En Francia, el ministro de Educación, Jean-Michel Blanquer, ha decidido que las escuelas vuelvan a abrir después de dos meses de confinamiento, de una forma «suave y progresiva», y que los padres puedan llevar a sus hijos de forma voluntaria. Esta semana están empezando a ir los de infantil y primaria (hasta los 11 años), y la próxima lo harán los de la secundaria intermedia (11-14), si bien sólo lo están haciendo en aquellas regiones menos afectadas por la pandemia (en París y otros lugares de momento sólo los maestros están accediendo a los centros).
Blanquer ha defendido esta decisión por motivos pedagógicos y de equidad porque, según dijo, «se hace difícil imaginar un niño de siete años sin escuela durante seis meses, y más si viene de un ambiente desfavorecido». El Consejo Científico recomendaba que la reentrada fuera en septiembre, pero Blanquer, con el apoyo del presidente de la República, Emmanuel Macron, consideró que era necesario hacerlo ahora, eso sí, con unas estrictas medidas de seguridad.

Tarea de trabajo = Continúa el texto sobre la reapertura de las escuelas en Francia a partir de su última oración.

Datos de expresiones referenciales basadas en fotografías
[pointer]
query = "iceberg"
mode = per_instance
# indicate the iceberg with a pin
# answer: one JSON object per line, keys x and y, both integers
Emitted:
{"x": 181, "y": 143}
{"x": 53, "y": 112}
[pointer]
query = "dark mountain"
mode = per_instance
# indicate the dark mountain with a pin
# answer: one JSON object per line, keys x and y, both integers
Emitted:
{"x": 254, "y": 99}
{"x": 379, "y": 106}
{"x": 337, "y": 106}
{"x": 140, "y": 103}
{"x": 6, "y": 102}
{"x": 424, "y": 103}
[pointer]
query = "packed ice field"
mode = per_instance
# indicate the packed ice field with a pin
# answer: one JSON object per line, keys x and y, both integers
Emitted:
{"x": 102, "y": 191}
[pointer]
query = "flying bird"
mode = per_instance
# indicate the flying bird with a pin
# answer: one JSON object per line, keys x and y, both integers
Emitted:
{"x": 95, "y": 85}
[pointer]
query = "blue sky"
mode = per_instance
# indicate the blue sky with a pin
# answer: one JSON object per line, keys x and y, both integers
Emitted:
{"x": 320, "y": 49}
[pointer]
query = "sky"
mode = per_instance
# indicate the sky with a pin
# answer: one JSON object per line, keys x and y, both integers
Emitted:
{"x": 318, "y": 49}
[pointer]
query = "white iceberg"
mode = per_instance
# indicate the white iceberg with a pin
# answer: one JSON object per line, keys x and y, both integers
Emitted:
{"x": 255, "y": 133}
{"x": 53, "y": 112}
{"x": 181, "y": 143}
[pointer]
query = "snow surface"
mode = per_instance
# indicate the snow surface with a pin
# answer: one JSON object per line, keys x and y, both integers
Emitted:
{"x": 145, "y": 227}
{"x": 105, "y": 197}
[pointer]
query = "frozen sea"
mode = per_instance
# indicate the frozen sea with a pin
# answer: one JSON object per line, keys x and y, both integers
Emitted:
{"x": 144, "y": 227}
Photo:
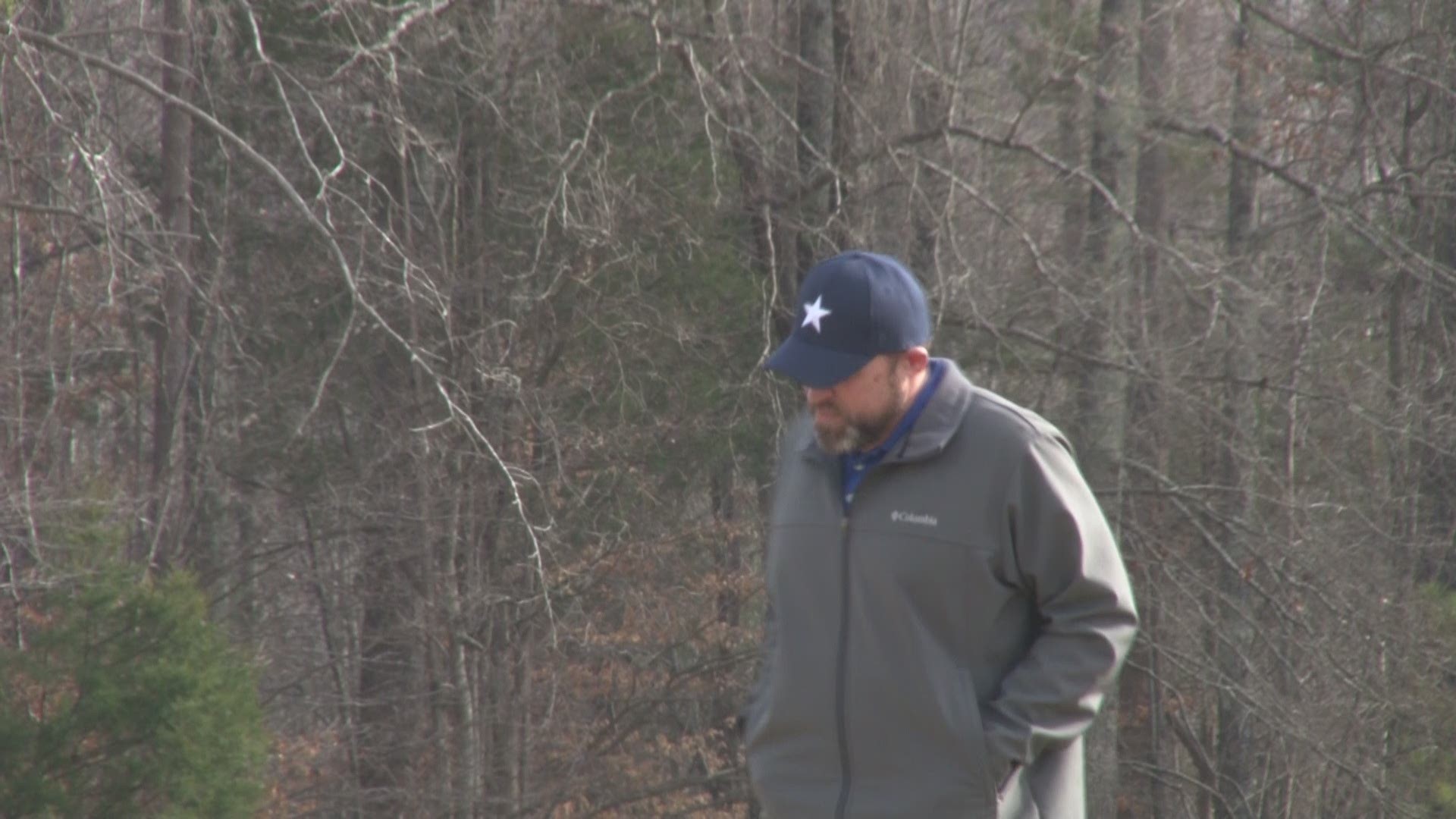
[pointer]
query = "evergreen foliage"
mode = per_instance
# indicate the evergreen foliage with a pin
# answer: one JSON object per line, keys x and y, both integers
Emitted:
{"x": 126, "y": 701}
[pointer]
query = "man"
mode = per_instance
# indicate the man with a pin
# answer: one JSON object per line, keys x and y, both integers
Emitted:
{"x": 946, "y": 602}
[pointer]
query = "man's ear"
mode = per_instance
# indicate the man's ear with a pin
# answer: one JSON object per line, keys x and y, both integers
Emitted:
{"x": 918, "y": 357}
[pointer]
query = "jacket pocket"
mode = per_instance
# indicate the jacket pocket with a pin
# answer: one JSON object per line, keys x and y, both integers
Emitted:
{"x": 965, "y": 720}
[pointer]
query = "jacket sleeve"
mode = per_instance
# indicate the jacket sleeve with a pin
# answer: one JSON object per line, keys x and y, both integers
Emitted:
{"x": 770, "y": 634}
{"x": 1074, "y": 573}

Respuesta =
La apuesta, sin duda arriesgada, se está traduciendo en una eclosión de imágenes de alumnos y maestros con guantes y mascarillas, pero sobre todo de niños separados haciendo fila antes de entrar a los centros, separados después en el aula, separados también en el comedor y separados en el patio, el espacio donde esta distancia resulta más artificial. La foto más repetida es la de una escuela infantil de Tourcoing (municipio de 90.000 habitantes en el norte del país) en la que se ve un grupo de niños y niñas en el patio rodeados por un cuadrado del que no pueden salir.
Y, mientras tanto, los periodistas se ponen las botas con los testimonios de maestros y alumnos contentos de reencontrarse pero explicando cómo de duro es no poder tocarse, mientras en las redes llueven las críticas por una decisión que recibe todo tipo de calificativos , el más suave y progresivo de los cuales es que ha sido precipitada.